CSE 127 PA5: Cryptography

PA5: Cryptography Spring 2023

This is a group project; you can work in a team of size at most two and submit one project per team. You are not required to work with the same partner on every project. You and
your partner should collaborate closely on each part.

You have two late days that you may use to turn in work past the deadline over the entire quarter. A late day is a contiguous 24-hour period. Both you and your partner will be
charged for every late day that you use, and you both must have late days to use them. These late days are intended to cover your extension needs for usual circumstances: brief
illness, busy with other classes, interviews, travel, extracurricular conflicts, and so on. You do not need to ask permission to use a late day.

The code and other answers you submit must be entirely your team’s own work. You may discuss the conceptualization of the project and the meaning of the questions, but you
may not look at any part of someone else’s solution or collaborate with anyone other than your partner. You may consult published references, provided that you appropriately cite
them (e.g., with program comments).

Solutions must be submitted to Gradescope.

In this project, we’ll start by investigating Vigenere ciphers, then move on to investigating vulnerabilities in widely used cryptographic hash functions, including length-extension
attacks and collision vulnerabilities.

Part 1: Vigenere ciphers (6 points)
For this problem, solve by hand or write a program (perhaps in Python).

You can read about how the Vigenere cipher works on Wikipedia. Vigenere ciphers can be generally deciphered using Kasiski Examination, which is discussed on the wikipedia

You can find some ciphertext produced with the Vigenere cipher under a certain key on Gradescope as the assignment PA5: Ciphertext.

We also provided sample code for decrypting ciphertext sample decryption code here.

Encrypting a plaintext letter with a key letter A results in no change, encrypting with a key letter B results in an increment by one place in the alphabet, encrypting with key letter C
results in an increment by two places, etc. Also assume that the original plaintext contains only uppercase letters (A-Z) and no spaces or punctuation.

For example, encrypting the plaintext: ATTACKATDAWN with the key: BLAISE results in the following ciphertext:

Plaintext: ATTACKATDAWN

Key: BLAISEBLAISE

Ciphertext:BETIUOBEDIOR

The goal for this part of the assignment is to figure out what key was used to encrypt your ciphertext.

What to submit A text file named vigenere.key containing your key.

Historical note: In November 2019, it was discovered that the security company Fortinet was using “XOR encryption with a static key” in some products, which is similar to a
Vigenere cipher and has similar (lack of) security properties. https://seclists.org/bugtraq/2019/Nov/38

Part 2: Length extension (7 points)
For many applications, you should use MACs such as HMAC-SHA256 instead of plain cryptographic hash functions (e.g., MD5, SHA-1, or SHA-256) because hashes, also known
as digests, do not provide security against an attacker who can control or modify the hash value. What we really want is something that behaves like a pseudorandom function,
which HMAC and other MAC functions are constructed to behave like and hash functions alone do not.

One difference between hash functions and pseudorandom functions is that a collision-resistant hash function may still be subject to length extension. Many common hash
functions use a design called the Merkle-Damgard construction. Each is built around a compression function f and maintains an internal state s, which is initialized to a fixed
constant. Messages are processed in fixed-size blocks by applying the compression function to the current state and current block to compute an updated internal state, i.e.,
s_{i+1} = f(s_i, b_i). The result of the final application of the compression function becomes the output of the hash function.

Records taken from a data source:
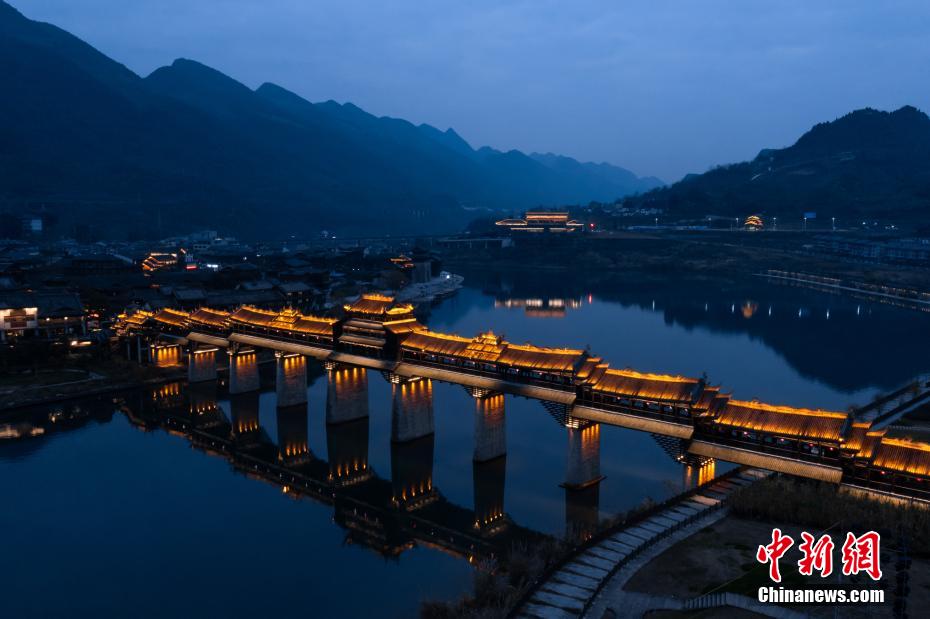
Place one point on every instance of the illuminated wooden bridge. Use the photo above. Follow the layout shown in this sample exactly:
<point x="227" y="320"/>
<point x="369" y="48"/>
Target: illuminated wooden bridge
<point x="694" y="421"/>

To be done »
1 – Retype every line of the records above word for word, leaving out the pictures.
2 – Continue the cryptography assignment text from the point where it stops.

Answers by task »
1 –
Place one point on every instance of the illuminated wooden bridge. Use the photo above. Follow the layout shown in this sample exactly:
<point x="227" y="320"/>
<point x="369" y="48"/>
Target: illuminated wooden bridge
<point x="694" y="421"/>

2 –
A consequence of this design is that if we know the hash of an n-block message, we can find the hash of longer messages by applying the compression function for each block
b_{n+1}, b_{n+2}, … that we want to add. This process is called length extension, and it can be used to attack many applications of hash functions.

2a. Experimenting
To experiment with this idea, we’ll use a Python implementation of the MD5 hash function, though SHA-1 and SHA-256 are vulnerable to length extension in the same way. You can
download the pymd5 module here and learn how to use it by running pydoc pymd5. To follow along with these examples, run Python in interactive mode and run the command from
pymd5 import md5, padding.

Consider the string “Use HMAC, not hashes”. We can compute its MD5 hash by running:

from pymd5 import md5, padding
m = “Use HMAC, not hashes”
h.update(m)
print(h.hexdigest())

or, more compactly,

print(md5(m).hexdigest())

The output should be 3ecc68efa1871751ea9b0b1a5b25004d.

MD5 processes messages in 512-bit blocks, so internally, the hash function pads m to a multiple of that length. The padding consists of the bit 1, followed by as many 0 bits as
necessary, followed by a 64-bit count of the number of bits in the unpadded message. (If the 1 and the count won’t fit in the current block, an additional block is added.) You can
use the function padding(count) in the pymd5 module to compute the padding that will be added to a count-bit message.

Even if we didn’t know m, we could compute the hash of longer messages of the general form m + padding(len(m)*8) + suffix by setting the initial internal state of our MD5
function to MD5(m), instead of the default initialization value, and setting the function’s message length counter to the size of m plus the padding (a multiple of the block size). To
find the padded message length, guess the length of m and run bits = (length_of_m + len(padding(length_of_m * 8))) * 8.

The pymd5 module lets you specify these parameters as additional arguments to the md5 object:

h = md5(state=bytes.fromhex(“3ecc68efa1871751ea9b0b1a5b25004d”), count=512)

Now you can use length extension to find the hash of a longer string that appends the suffix “Good advice”. Simply run:

x = “Good advice”
h.update(x)
print(h.hexdigest())

to execute the compression function over x and output the resulting hash. Verify that it equals the MD5 hash of m.encode(“utf-8”) + padding(len(m)*8) + x.encode(“utf-8”).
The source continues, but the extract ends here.